---------- Data for the task
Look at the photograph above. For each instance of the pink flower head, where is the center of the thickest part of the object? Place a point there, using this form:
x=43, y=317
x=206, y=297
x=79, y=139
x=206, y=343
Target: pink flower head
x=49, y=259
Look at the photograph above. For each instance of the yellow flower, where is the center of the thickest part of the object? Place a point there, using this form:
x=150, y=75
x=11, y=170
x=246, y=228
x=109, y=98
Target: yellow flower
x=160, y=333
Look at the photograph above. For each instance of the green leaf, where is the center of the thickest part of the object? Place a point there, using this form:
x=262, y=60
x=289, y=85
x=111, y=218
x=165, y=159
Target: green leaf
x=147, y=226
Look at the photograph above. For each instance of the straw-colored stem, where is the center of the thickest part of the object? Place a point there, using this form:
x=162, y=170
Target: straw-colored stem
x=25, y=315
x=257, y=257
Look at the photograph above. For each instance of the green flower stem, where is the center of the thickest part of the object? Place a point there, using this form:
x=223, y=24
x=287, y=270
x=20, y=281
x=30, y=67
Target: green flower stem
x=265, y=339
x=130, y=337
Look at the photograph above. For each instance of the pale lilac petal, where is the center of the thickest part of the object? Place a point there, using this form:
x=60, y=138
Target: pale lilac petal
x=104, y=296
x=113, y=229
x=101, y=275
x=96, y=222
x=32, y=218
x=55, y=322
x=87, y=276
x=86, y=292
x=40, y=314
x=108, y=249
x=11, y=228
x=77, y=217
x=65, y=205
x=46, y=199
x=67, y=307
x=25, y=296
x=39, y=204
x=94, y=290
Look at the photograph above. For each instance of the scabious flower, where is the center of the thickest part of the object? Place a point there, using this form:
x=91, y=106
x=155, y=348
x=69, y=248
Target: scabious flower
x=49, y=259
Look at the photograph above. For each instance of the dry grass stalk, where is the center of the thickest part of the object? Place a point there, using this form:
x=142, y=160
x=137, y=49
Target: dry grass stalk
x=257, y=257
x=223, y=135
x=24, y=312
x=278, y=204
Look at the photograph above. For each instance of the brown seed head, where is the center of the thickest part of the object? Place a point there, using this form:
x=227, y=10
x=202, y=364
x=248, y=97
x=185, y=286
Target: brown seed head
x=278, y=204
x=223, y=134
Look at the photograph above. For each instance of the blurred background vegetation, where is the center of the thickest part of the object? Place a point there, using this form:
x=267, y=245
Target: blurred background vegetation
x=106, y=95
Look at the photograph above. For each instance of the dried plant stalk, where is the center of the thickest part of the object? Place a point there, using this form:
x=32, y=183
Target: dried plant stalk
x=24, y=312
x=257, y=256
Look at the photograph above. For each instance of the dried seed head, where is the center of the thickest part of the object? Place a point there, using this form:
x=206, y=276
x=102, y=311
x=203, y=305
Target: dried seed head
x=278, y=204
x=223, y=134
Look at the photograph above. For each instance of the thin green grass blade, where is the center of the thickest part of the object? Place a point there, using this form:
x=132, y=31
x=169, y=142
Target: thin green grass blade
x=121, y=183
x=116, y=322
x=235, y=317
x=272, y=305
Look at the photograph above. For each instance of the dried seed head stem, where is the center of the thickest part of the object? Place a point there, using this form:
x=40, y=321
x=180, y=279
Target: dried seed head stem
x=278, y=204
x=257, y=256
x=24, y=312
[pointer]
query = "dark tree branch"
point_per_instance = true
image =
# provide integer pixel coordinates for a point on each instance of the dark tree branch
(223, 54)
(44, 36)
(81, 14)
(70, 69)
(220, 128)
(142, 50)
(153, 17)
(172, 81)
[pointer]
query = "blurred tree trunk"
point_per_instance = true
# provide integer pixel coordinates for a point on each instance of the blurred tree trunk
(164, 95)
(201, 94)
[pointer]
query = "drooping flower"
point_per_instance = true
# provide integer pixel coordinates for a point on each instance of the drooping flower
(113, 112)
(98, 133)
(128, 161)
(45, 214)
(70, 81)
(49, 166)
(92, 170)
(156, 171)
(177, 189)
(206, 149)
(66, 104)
--------------------
**What to work on**
Copy out the lines above that hold the string "query".

**Written response**
query = "dark tree branch"
query = "blurred tree trunk"
query = "drooping flower"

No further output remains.